● Given problem: Every record below is to be retyped exactly.

(Pointing dataset excerpts)
# # # # #

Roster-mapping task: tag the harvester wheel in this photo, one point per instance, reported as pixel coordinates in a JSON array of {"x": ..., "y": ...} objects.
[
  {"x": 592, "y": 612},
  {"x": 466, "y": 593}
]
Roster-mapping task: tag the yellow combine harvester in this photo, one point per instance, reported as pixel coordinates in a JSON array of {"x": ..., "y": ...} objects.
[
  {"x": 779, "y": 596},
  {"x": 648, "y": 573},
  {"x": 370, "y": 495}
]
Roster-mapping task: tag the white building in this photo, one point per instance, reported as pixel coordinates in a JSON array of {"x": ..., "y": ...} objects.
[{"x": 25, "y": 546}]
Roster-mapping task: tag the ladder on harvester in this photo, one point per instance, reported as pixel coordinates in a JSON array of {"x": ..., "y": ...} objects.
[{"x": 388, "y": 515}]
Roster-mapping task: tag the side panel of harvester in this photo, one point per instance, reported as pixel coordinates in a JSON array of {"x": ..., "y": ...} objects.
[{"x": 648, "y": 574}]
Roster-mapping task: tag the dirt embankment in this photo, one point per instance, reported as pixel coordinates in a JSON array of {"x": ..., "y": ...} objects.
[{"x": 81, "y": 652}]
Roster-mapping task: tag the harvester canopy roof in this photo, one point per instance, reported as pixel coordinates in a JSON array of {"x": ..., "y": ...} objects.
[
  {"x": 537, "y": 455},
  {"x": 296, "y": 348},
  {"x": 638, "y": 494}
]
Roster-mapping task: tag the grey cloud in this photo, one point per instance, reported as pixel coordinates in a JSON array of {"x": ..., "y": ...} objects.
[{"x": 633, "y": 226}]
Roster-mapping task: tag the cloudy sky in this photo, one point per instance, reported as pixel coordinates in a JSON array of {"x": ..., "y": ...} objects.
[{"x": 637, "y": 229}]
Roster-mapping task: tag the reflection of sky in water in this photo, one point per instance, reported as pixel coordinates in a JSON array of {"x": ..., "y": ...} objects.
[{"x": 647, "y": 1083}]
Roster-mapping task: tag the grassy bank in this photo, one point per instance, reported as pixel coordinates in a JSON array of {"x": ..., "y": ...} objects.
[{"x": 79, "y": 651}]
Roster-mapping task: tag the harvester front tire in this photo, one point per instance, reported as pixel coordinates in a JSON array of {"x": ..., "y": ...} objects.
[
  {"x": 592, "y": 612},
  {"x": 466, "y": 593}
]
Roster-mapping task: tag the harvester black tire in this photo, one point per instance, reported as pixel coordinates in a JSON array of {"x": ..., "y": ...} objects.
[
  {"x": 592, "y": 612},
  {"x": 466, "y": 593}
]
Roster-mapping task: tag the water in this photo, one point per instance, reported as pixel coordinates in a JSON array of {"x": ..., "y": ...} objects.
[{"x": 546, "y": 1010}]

# # # # #

● Complete output:
Roster-mapping task: tag the harvester wheel in this photo, one point per instance, reported as pixel coordinates in a JSON array of {"x": ..., "y": ...} objects.
[
  {"x": 592, "y": 612},
  {"x": 466, "y": 593}
]
Roster-mapping task: tag the yellow combine harvester in this photo, one point per instance, reported as pixel coordinates in a JSON array of {"x": ..., "y": ...} objects.
[
  {"x": 779, "y": 596},
  {"x": 648, "y": 573},
  {"x": 370, "y": 495}
]
Roster-mapping task: tag the white building in this photo, one point per instance, reported as pixel coordinates in a JSON array of {"x": ..., "y": ...} objects.
[{"x": 25, "y": 546}]
Roster-mapping task: tag the ladder on harvester in this photo, one point per instance, reported as pixel coordinates in a JSON array of {"x": ..., "y": ...} objects.
[{"x": 388, "y": 515}]
Roster-mapping task: tag the side panel of harvester in this photo, one point per instance, reported as pixel coordinates in a JSON array of {"x": ..., "y": ...} objects.
[{"x": 648, "y": 574}]
Roster-mapping task: tag the dirt embankment in this photo, one point per instance, reported as pixel coordinates in a JSON array of {"x": ..., "y": ...} objects.
[{"x": 81, "y": 652}]
Roster-mapping task: tag the harvester canopy roof in this photo, one point per instance, reported as pixel coordinates in a JSON array of {"x": ..., "y": ...} objects.
[
  {"x": 537, "y": 455},
  {"x": 296, "y": 348},
  {"x": 638, "y": 494}
]
Roster-mapping task: tag the grey cloud in this photo, one point per instance, reported as pixel coordinates in a JSON array of {"x": ..., "y": ...} objects.
[{"x": 633, "y": 226}]
Roster-mapping task: tag the cloudy sky in this photo, one point per instance, reported as pixel coordinates in a JSON array of {"x": ..., "y": ...} objects.
[{"x": 637, "y": 229}]
Roster-mapping task: tag the reflection of sky in water in this photo, one point per instance, reported as pixel coordinates in a JSON array of {"x": ..., "y": ...} objects.
[{"x": 647, "y": 1083}]
Roster-mapping task: tag the grassy bank in this photo, one point per instance, reported as pixel coordinates in a JSON array of {"x": ..., "y": ...} objects.
[{"x": 79, "y": 651}]
Roster-mapping task: tag the harvester front tire in this photo, one point per instance, reported as pixel coordinates in a JSON array of {"x": ..., "y": ...} objects.
[
  {"x": 592, "y": 612},
  {"x": 466, "y": 593}
]
Roster-mapping task: tag the harvester black tire in this photo, one point per instance, reported as pixel coordinates in a JSON array of {"x": ..., "y": ...} objects.
[
  {"x": 592, "y": 612},
  {"x": 466, "y": 593}
]
Roster-mapping task: tag the water in this photo, one point per instance, reported as pixel coordinates in a JSON array of {"x": ..., "y": ...} objects.
[{"x": 546, "y": 1010}]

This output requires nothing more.